**Exercise instructions**: Find each line in the entries below that contains the word "positive", and copy every such line in full.

**Data extracts**:
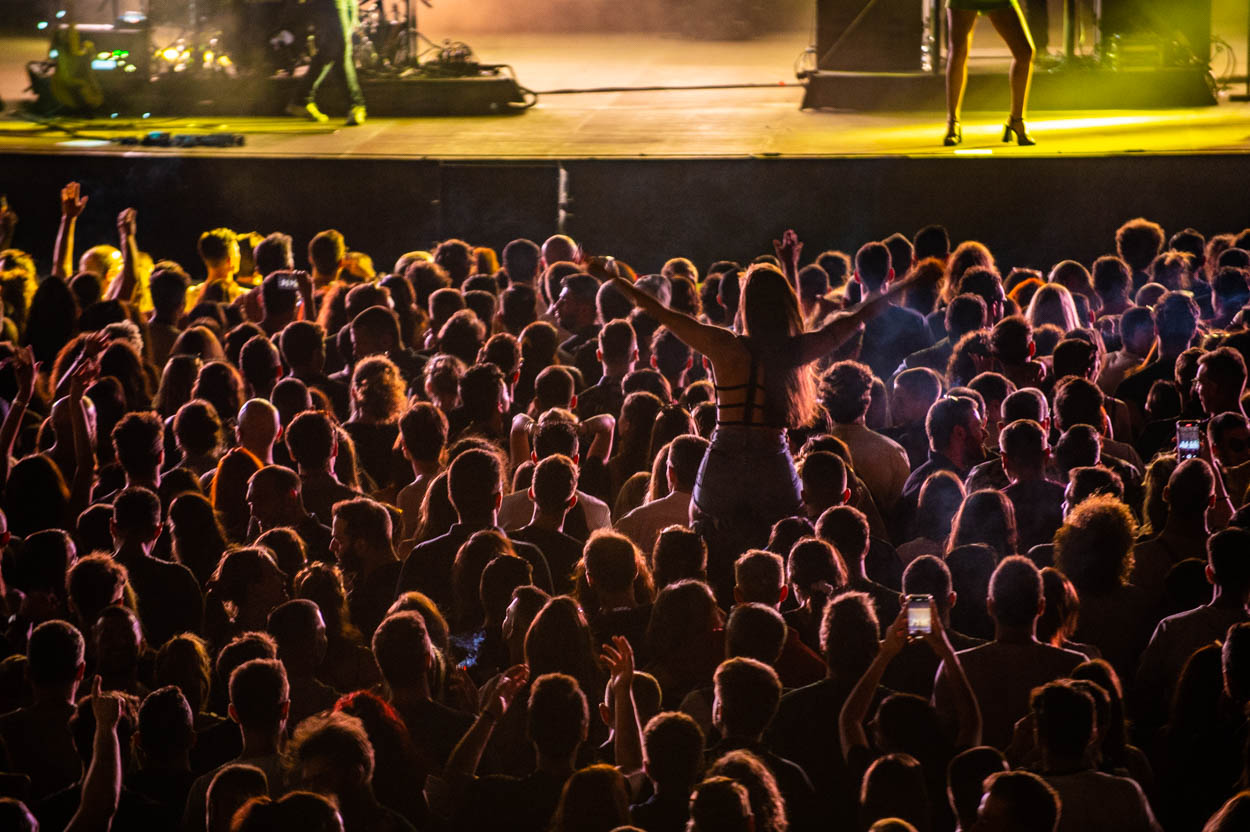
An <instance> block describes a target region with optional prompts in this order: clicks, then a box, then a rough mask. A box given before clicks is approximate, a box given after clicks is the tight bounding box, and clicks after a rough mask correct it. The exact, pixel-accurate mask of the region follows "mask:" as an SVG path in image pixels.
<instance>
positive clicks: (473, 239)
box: [0, 154, 1250, 274]
mask: <svg viewBox="0 0 1250 832" xmlns="http://www.w3.org/2000/svg"><path fill="white" fill-rule="evenodd" d="M0 170H4V171H5V172H4V176H2V180H0V191H2V192H5V194H8V197H9V201H10V202H11V204H12V205H14V209H15V210H16V211H17V212H19V214H20V215H21V222H20V225H19V229H17V239H16V241H15V245H17V246H19V247H22V249H26V250H29V251H31V252H32V254H35V255H36V257H37V259H39V264H40V271H45V272H46V270H47V266H49V260H50V256H51V246H53V240H54V237H55V232H56V222H58V214H56V211H58V207H56V206H58V201H56V194H58V190H56V189H59V187H60V185H61V184H64V182H66V181H69V180H71V179H76V180H79V181H81V182H83V187H84V192H86V194H89V195H90V196H91V202H90V206H89V210H88V212H86V215H85V216H84V219H83V221H81V225H80V226H79V232H78V245H79V247H80V249H81V247H84V246H86V245H91V244H95V242H103V241H111V240H113V239H114V237H115V230H114V219H115V217H116V214H118V212H119V211H120V210H121V209H124V207H126V206H130V205H133V206H135V207H136V209H139V212H140V214H139V219H140V226H139V227H140V245H141V246H143V247H144V249H145V250H150V251H153V252H154V254H156V255H159V256H171V257H175V259H179V260H181V261H183V262H184V265H187V266H189V267H190V269H191V271H192V274H195V272H196V271H197V270H199V269H197V266H199V264H197V261H196V256H195V240H196V237H197V235H199V234H200V231H202V230H205V229H210V227H215V226H219V225H226V226H230V227H234V229H236V230H240V231H244V230H256V231H261V232H269V231H274V230H282V231H286V232H287V234H291V235H292V236H294V237H295V244H296V251H297V252H300V251H302V249H304V246H306V244H307V240H309V239H310V237H311V235H312V234H315V232H316V231H319V230H321V229H325V227H330V226H334V227H337V229H339V230H341V231H342V232H344V235H345V236H346V239H347V242H349V245H350V246H351V247H352V249H359V250H361V251H366V252H369V254H370V255H372V257H374V260H375V264H376V266H377V267H379V270H380V271H385V270H387V269H389V266H390V265H391V264H392V262H394V260H395V257H396V256H397V255H400V254H402V252H404V251H406V250H410V249H425V247H429V246H430V245H431V244H432V242H434V241H436V240H439V239H444V237H449V236H461V237H465V239H467V240H470V241H472V242H480V244H486V245H491V246H496V247H501V246H502V245H504V244H506V242H507V241H509V240H510V239H514V237H516V236H529V237H531V239H534V240H541V239H544V237H545V236H546V235H549V234H551V232H552V231H554V230H555V229H556V226H557V222H560V221H562V224H564V230H566V231H567V232H569V234H571V235H572V236H574V237H576V239H577V240H579V241H580V242H581V244H582V245H584V246H585V249H586V250H587V251H589V252H600V254H611V255H615V256H617V257H621V259H624V260H626V261H630V262H632V264H634V265H635V266H636V267H637V269H639V270H642V271H654V270H657V269H659V266H660V265H661V264H662V260H664V257H666V256H672V255H676V254H681V255H686V256H690V257H692V259H694V260H695V262H697V264H700V265H701V266H706V265H707V264H709V262H710V261H711V260H714V259H720V257H732V259H739V260H749V259H750V257H752V256H756V255H759V254H763V252H770V251H771V241H773V239H774V237H779V236H780V235H781V231H783V230H784V229H786V227H795V229H796V230H798V231H799V236H800V239H803V240H804V241H805V242H806V246H808V247H806V251H808V254H809V255H814V254H815V252H816V251H820V250H823V249H826V247H838V249H843V250H848V251H851V250H854V247H855V246H858V245H859V244H861V242H863V241H865V240H873V239H878V240H879V239H883V237H885V236H888V235H889V234H891V232H894V231H904V232H906V234H911V232H914V231H915V230H916V229H919V227H920V226H923V225H925V224H929V222H943V224H945V225H946V226H948V227H949V229H950V231H951V236H953V237H954V239H955V240H964V239H968V237H970V236H974V235H975V236H978V237H979V239H980V240H983V241H984V242H985V244H986V245H989V246H990V249H991V250H993V251H994V252H995V254H996V255H998V257H999V265H1000V267H1003V269H1004V270H1006V269H1009V267H1011V266H1018V265H1019V266H1034V267H1049V266H1051V265H1053V262H1051V261H1053V260H1056V259H1061V257H1074V259H1078V260H1081V261H1084V262H1090V261H1093V260H1094V259H1095V257H1096V256H1099V255H1103V254H1106V252H1109V251H1111V250H1113V247H1114V234H1115V229H1116V227H1118V226H1119V225H1120V222H1123V221H1124V220H1126V219H1130V217H1134V216H1139V215H1141V216H1148V217H1150V219H1153V220H1156V221H1159V222H1161V224H1163V226H1164V227H1165V229H1166V230H1168V231H1169V232H1173V231H1176V230H1179V229H1181V227H1185V226H1194V227H1196V229H1200V230H1203V231H1204V232H1208V234H1215V232H1219V231H1235V230H1239V229H1243V227H1246V226H1250V204H1248V202H1246V200H1245V197H1244V196H1245V182H1246V181H1250V155H1199V156H1168V155H1150V156H1146V155H1125V156H1110V157H1096V156H1088V157H1064V159H1060V157H1051V159H1046V157H1043V159H889V157H884V159H793V157H790V159H705V160H575V161H562V162H560V161H530V162H515V164H507V162H482V164H470V162H460V161H456V162H447V161H436V160H415V161H414V160H361V159H305V160H274V159H260V157H226V156H206V155H204V156H173V155H150V156H146V155H129V156H121V155H114V154H108V155H83V156H68V155H39V154H30V155H20V156H19V155H0ZM158 240H159V241H160V242H158Z"/></svg>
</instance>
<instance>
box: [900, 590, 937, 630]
mask: <svg viewBox="0 0 1250 832" xmlns="http://www.w3.org/2000/svg"><path fill="white" fill-rule="evenodd" d="M933 600H934V597H933V596H931V595H909V596H906V598H904V603H906V605H908V635H909V636H923V635H926V633H930V632H933V631H934V617H933V607H931V606H930V605H933Z"/></svg>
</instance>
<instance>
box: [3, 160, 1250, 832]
mask: <svg viewBox="0 0 1250 832" xmlns="http://www.w3.org/2000/svg"><path fill="white" fill-rule="evenodd" d="M45 197H46V199H50V200H55V199H56V194H55V191H54V192H51V194H46V195H45ZM88 202H89V195H88V194H85V192H84V191H83V190H81V189H80V186H79V185H78V184H75V182H71V184H69V185H66V186H65V187H64V189H63V190H61V194H60V205H61V225H60V230H59V234H58V235H56V239H55V240H25V239H24V237H22V232H21V226H20V222H19V220H17V215H16V214H15V212H14V210H11V209H9V207H5V209H4V211H2V215H0V249H2V251H0V300H2V304H4V319H2V324H0V326H2V332H0V400H2V401H0V405H2V407H0V414H2V423H0V487H2V500H0V506H2V515H0V543H2V562H0V566H2V570H0V576H2V583H0V623H2V632H0V658H2V661H0V795H2V797H0V828H4V830H20V831H24V832H29V831H32V830H42V831H44V832H60V831H61V830H74V831H75V832H81V831H96V830H99V831H106V830H110V828H113V830H119V831H130V830H171V831H181V832H251V831H254V830H266V831H269V830H299V831H300V832H322V831H325V832H340V831H346V832H387V831H400V832H407V831H415V830H420V831H421V832H426V831H434V832H441V831H452V830H466V831H479V830H480V831H492V830H509V831H515V832H544V831H546V830H551V831H554V832H610V831H612V830H617V831H621V830H642V831H645V832H676V831H679V830H695V831H699V832H786V831H788V830H790V831H793V832H809V831H811V832H816V831H826V830H828V831H831V832H839V831H846V832H864V831H873V832H913V831H919V832H951V831H954V830H964V831H971V830H976V831H978V832H1090V831H1095V830H1105V828H1115V830H1121V831H1123V832H1158V831H1161V830H1166V831H1168V832H1229V831H1234V830H1248V828H1250V791H1248V790H1250V753H1248V737H1250V615H1248V606H1246V605H1248V600H1250V493H1248V488H1250V422H1248V418H1246V410H1245V406H1244V402H1245V401H1246V362H1248V356H1250V230H1245V231H1241V232H1231V234H1225V232H1220V231H1228V230H1220V229H1208V230H1204V231H1205V232H1206V234H1210V235H1211V236H1205V235H1204V232H1200V231H1196V230H1193V229H1185V230H1169V231H1165V230H1164V229H1161V227H1160V226H1159V225H1156V224H1155V222H1151V221H1149V220H1145V219H1136V220H1131V221H1129V222H1126V224H1125V225H1124V226H1121V227H1120V229H1119V231H1118V232H1116V234H1115V236H1114V237H1111V239H1108V240H1106V251H1108V254H1106V255H1105V256H1101V257H1099V259H1098V260H1095V261H1094V262H1091V264H1089V262H1076V261H1073V260H1054V265H1053V266H1051V267H1050V269H1049V271H1045V272H1043V271H1036V270H1033V269H1026V267H1010V266H1011V264H1003V262H1000V261H996V260H995V257H994V255H993V254H991V252H990V250H989V249H988V247H986V246H985V245H983V244H980V242H976V241H971V240H969V241H963V242H959V241H953V240H951V239H950V236H949V234H948V231H946V230H945V229H944V227H941V226H928V227H925V229H921V230H919V231H918V232H915V234H914V235H913V236H910V237H909V236H905V235H904V234H894V235H891V236H890V237H888V239H886V240H884V241H873V242H866V244H864V245H863V246H861V247H859V249H858V250H855V251H854V252H849V254H848V252H841V251H824V252H819V254H818V252H815V251H814V250H813V246H810V245H809V246H808V247H805V246H804V245H803V242H801V241H800V240H799V239H798V237H796V236H795V234H794V232H791V231H788V232H785V234H784V235H781V237H780V239H779V240H775V241H773V245H771V246H770V247H771V251H769V252H765V254H761V255H760V256H758V257H756V259H755V260H754V261H751V262H741V264H740V262H731V261H717V262H711V264H695V262H691V261H690V260H687V259H684V257H680V256H675V257H672V259H669V260H666V261H662V259H660V260H656V265H659V262H661V261H662V262H664V265H662V270H661V271H660V272H659V274H641V275H639V274H635V271H634V270H632V269H630V267H629V266H627V265H626V264H624V262H620V261H616V260H614V259H611V257H597V256H591V254H592V252H587V251H584V250H582V247H581V246H579V245H577V242H575V241H574V240H572V239H570V237H567V236H564V235H555V236H551V237H550V239H547V240H545V241H544V242H541V244H536V242H534V241H530V240H514V241H511V242H509V244H507V245H506V246H504V247H502V249H501V250H500V251H499V252H496V251H494V250H491V249H489V247H481V246H474V245H471V244H470V242H465V241H462V240H455V239H452V240H444V241H441V242H439V244H437V245H436V246H432V247H431V249H430V250H429V251H410V252H407V254H405V255H402V256H401V257H400V259H399V261H397V262H395V264H394V265H391V264H385V265H377V266H375V264H374V262H372V260H371V259H370V256H369V255H367V254H365V252H360V251H354V250H351V249H350V247H349V246H347V245H346V241H345V240H344V236H342V235H341V234H340V232H339V231H335V230H326V231H321V232H320V234H317V235H316V236H314V237H312V239H311V240H310V241H301V242H300V246H299V247H294V246H292V240H291V237H290V236H286V235H284V234H281V232H274V234H269V235H267V236H262V235H261V234H257V232H236V231H231V230H227V229H212V230H207V231H205V232H204V234H202V236H200V237H199V245H197V250H199V254H200V259H201V262H195V264H184V265H179V264H176V262H173V261H169V260H161V259H160V257H161V241H160V240H155V239H150V237H148V236H146V235H145V234H144V231H143V222H141V217H140V216H139V215H138V214H136V212H135V211H134V210H126V211H124V212H123V214H121V215H120V216H119V217H118V222H116V226H118V236H116V237H115V239H109V240H85V241H79V240H75V231H76V226H78V219H79V216H80V215H81V214H83V212H84V211H89V210H91V209H90V207H89V205H88ZM14 209H21V205H15V206H14ZM1218 232H1219V234H1218ZM956 242H958V245H955V244H956ZM79 244H86V245H79ZM15 245H24V246H26V250H22V249H17V247H14V246H15ZM88 246H90V247H88ZM149 252H150V254H149ZM664 254H669V252H664ZM671 254H676V252H671ZM1063 254H1064V252H1038V257H1039V262H1040V261H1041V259H1045V257H1051V259H1053V257H1055V256H1056V255H1058V256H1061V255H1063ZM1046 262H1048V264H1049V262H1051V260H1048V261H1046Z"/></svg>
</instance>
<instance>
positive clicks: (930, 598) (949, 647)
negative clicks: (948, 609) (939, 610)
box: [921, 598, 955, 658]
mask: <svg viewBox="0 0 1250 832" xmlns="http://www.w3.org/2000/svg"><path fill="white" fill-rule="evenodd" d="M921 638H924V641H925V643H928V645H929V646H930V647H931V648H933V651H934V652H935V653H938V655H939V656H941V657H943V658H945V657H946V656H948V655H949V653H953V652H955V651H954V648H953V647H951V646H950V641H949V640H948V638H946V630H945V628H944V627H943V625H941V615H939V612H938V602H936V601H934V600H933V598H929V632H926V633H925V635H924V636H921Z"/></svg>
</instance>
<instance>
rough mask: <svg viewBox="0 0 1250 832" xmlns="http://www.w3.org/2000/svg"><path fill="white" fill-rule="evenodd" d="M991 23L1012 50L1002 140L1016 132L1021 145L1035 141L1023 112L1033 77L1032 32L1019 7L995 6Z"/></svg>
mask: <svg viewBox="0 0 1250 832" xmlns="http://www.w3.org/2000/svg"><path fill="white" fill-rule="evenodd" d="M989 17H990V22H991V24H994V29H995V30H998V32H999V35H1001V36H1003V40H1005V41H1006V44H1008V49H1010V50H1011V115H1010V120H1009V121H1008V124H1006V130H1004V134H1003V141H1010V139H1011V134H1013V132H1014V134H1015V137H1016V141H1018V142H1019V144H1021V145H1031V144H1034V141H1033V139H1030V137H1029V134H1028V131H1026V130H1025V126H1024V111H1025V106H1026V105H1028V104H1029V84H1030V81H1031V80H1033V57H1034V55H1035V54H1036V50H1035V49H1034V45H1033V35H1030V34H1029V25H1028V24H1026V22H1025V20H1024V14H1021V11H1020V9H1019V6H1015V5H1013V6H1010V7H1008V9H996V10H995V11H991V12H989Z"/></svg>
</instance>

**Answer for the task**:
positive clicks: (473, 239)
positive clicks: (930, 598) (949, 647)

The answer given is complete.